_Point annotation dataset records_.
%%
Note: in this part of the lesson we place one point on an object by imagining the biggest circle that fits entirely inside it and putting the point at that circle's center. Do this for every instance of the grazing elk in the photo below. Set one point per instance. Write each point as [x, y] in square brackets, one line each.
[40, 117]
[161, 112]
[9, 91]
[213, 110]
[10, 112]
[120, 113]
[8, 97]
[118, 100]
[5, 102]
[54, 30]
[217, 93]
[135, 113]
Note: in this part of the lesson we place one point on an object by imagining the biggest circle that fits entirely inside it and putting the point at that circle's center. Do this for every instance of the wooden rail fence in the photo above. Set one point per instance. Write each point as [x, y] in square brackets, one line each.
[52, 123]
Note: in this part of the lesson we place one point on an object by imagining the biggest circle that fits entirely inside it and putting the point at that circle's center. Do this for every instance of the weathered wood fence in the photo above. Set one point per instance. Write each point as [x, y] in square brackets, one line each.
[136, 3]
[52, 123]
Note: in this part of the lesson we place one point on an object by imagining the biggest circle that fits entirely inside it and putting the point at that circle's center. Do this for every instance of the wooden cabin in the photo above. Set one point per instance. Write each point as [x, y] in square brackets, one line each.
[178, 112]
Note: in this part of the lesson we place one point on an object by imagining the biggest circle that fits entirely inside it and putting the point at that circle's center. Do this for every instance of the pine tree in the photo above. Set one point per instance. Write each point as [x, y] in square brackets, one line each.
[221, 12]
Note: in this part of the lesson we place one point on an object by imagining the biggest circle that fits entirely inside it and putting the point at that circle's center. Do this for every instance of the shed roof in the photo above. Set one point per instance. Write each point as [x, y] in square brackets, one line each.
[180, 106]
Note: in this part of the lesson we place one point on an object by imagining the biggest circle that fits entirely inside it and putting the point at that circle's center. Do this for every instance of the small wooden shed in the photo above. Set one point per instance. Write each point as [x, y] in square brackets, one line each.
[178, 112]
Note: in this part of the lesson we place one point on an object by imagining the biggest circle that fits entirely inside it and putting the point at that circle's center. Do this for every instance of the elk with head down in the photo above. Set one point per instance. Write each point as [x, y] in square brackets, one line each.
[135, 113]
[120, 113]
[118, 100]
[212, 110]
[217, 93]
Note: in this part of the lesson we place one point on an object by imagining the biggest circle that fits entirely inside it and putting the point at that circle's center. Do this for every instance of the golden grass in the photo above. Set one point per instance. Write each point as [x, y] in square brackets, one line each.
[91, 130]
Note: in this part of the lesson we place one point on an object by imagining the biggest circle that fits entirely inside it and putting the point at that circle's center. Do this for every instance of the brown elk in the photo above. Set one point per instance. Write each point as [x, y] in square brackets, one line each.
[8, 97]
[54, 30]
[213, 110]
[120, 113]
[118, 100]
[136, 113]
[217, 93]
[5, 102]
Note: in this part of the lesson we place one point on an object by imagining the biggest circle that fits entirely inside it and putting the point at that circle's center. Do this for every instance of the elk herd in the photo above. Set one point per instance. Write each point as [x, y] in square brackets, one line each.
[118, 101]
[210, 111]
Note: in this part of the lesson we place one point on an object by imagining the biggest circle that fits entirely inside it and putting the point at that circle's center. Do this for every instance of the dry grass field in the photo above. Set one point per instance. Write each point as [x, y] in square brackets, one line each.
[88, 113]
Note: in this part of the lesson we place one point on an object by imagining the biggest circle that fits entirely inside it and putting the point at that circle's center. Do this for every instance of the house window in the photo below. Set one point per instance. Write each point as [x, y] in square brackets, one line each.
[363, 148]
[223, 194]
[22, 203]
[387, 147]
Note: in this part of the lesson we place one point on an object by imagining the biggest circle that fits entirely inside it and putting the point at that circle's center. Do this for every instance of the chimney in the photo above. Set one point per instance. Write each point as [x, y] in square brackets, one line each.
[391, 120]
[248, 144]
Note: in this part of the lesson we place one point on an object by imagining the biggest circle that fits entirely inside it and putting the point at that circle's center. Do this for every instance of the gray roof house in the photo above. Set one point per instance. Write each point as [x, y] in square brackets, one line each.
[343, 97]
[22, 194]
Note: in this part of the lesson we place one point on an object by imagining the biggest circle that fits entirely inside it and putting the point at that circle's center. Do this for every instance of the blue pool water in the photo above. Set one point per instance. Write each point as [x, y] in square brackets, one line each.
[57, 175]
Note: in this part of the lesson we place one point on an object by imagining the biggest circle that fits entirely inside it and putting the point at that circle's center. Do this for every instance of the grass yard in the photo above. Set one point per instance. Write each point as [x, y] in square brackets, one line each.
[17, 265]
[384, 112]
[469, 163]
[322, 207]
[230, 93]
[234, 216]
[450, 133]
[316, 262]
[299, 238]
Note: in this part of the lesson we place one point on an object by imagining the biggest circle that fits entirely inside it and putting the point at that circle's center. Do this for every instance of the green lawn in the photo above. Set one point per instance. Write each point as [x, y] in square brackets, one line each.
%%
_Written instruction_.
Please reproduce each record precisely as written.

_Solution to this exercise_.
Note: in this part of the lesson we place one point on an object by imagining the biggest circle that fits entirely inside it and putting the point at that circle's center. Do this for every instance of the grazing elk in the photo below. Set one point per instance. Write each point as [x, y] in square brackets, one line each.
[40, 117]
[161, 112]
[9, 91]
[213, 110]
[10, 112]
[120, 113]
[8, 97]
[118, 100]
[5, 102]
[54, 30]
[217, 93]
[135, 113]
Note: in this part of the lesson we place one point on an object by imagining the biggest circle that fits entirely inside it and putting the point at that circle's center. Do this for every instance of the wooden rail fence in the photo above. Set one point per instance. Write each point as [x, y] in square brackets, one line each.
[52, 123]
Note: in this part of the lesson we place one point on an object by imagining the biggest circle that fits entirely inside it and putting the point at that circle's center. Do this for every instance of the weathered wood fence in the photo above. Set one point per instance. Write each point as [x, y] in square brackets, one line each.
[136, 3]
[52, 123]
Note: in this part of the lesson we place one point on an object by imagining the biggest circle that fits entirely inside it and putting the point at that circle's center. Do this for every instance of the wooden cabin in the photo above. Set one point per instance. Write each point as [x, y] in square brackets, one line each.
[178, 112]
Note: in this part of the lesson we place one point on an object by imagining the biggest circle that fits entirely inside it and putting the point at that circle's center. Do this for every instance of the pine tree in the photo above. Set one point per instance. Write each point as [x, y] in square brackets, one line each.
[221, 12]
Note: in this part of the lesson we place one point on an object by imagining the biggest circle that fits entirely inside it and putting the point at that circle's center. Do this for every instance of the shed roof in the photo above. Set one point per instance. Write each point as [x, y] in square brackets, one line each.
[180, 106]
Note: in this part of the lesson we place one point on an object by imagining the biggest circle that fits entirely inside it and putting the point at that circle's center. Do this for every instance of the small wooden shed in the photo above. Set one point per instance. Write each point as [x, y] in square brackets, one line each.
[178, 112]
Note: in this part of the lesson we place one point on an object by imagining the biggest circle that fits entirely inside it and putting the point at that circle's center. Do this for every instance of the elk with head down in the photo above. Set one point per instance. Write each point as [x, y] in square brackets, one line each.
[135, 113]
[120, 113]
[118, 100]
[212, 110]
[217, 93]
Note: in this part of the lesson we place one point on an object by imagining the biggest circle that fits entirely inside it and putting the point at that circle's center. Do this for every instance of the golden grass in the photo above. Set one point per instance. Write each point as [x, y] in square brackets, one line each.
[91, 130]
Note: in this part of the lesson we place one point on an object by imagining the biggest circle that fits entirely inside it and putting the point at that circle's center. Do this for every instance of the brown elk in the photo above. Set one point per instance. Write each point as [x, y] in square brackets, one line each.
[8, 97]
[54, 30]
[213, 110]
[120, 113]
[118, 100]
[136, 113]
[217, 93]
[5, 102]
Note: in this part of the lesson we place one point on an object by imagining the biggest circle that fits entirely inside it and putting the point at that circle's center. Do this for every instance of the elk herd in the photo above. Set one point per instance. Write each point as [x, y] in square brackets, one line each.
[118, 101]
[210, 111]
Note: in this part of the lesson we place one point on an object by imagining the biggest circle that fits entirely inside it and putting the point at that circle's center. Do this for every instance of the dry grass field in the photo above. Set one point per instance. Write each point as [x, y] in square brackets, one line each.
[88, 113]
Note: in this part of the lesson we place one point on an object by imagining the biggest circle that fits entirely inside it and putting the point at that circle's center. Do this for every instance of the house window in the photo below. Set one point per instance. Write each point as [x, y] in square brackets, one line each.
[363, 148]
[223, 194]
[22, 203]
[387, 147]
Note: in this part of the lesson we place one point on an object by imagining the biggest circle that fits entirely inside it and putting the point at that circle's center. Do this for every instance of the chimney in the photo above. Set one point per instance. Write each point as [x, y] in square brackets, one line each.
[391, 120]
[248, 144]
Note: in this part of the lesson we place one point on an object by imagining the biggest circle that fits entirely inside it and putting the point at that circle's center. Do this for every instance of the gray roof house in the photo above. Set one point per instance. Write each point as [x, y] in square brackets, one line each.
[343, 97]
[22, 194]
Note: in this part of the lesson we place one point on an object by imagining the biggest circle that fits entirely inside it and putting the point at that circle's center. Do this for every instance of the blue pool water in the photo above. Set one point per instance. Write each point as [x, y] in square brackets, one line each.
[57, 175]
Note: in this part of the lesson we place one point on an object by imagining the biggest circle that fits entirely inside it and putting the point at that circle's center. Do this for every instance of the grass yard in the photo above. Set one point per instance. Write each point as [x, y] in square brackets, one line each.
[17, 265]
[384, 112]
[469, 163]
[322, 207]
[230, 93]
[234, 216]
[450, 133]
[316, 262]
[299, 238]
Note: in this part of the lesson we place one point on an object by imagining the biggest circle that fits entirely inside it and putting the point at that circle's center. Do this for every instance of the green lawn in the photo above. Set one point per instance. Write each point as [x, y] in square brackets, one line each.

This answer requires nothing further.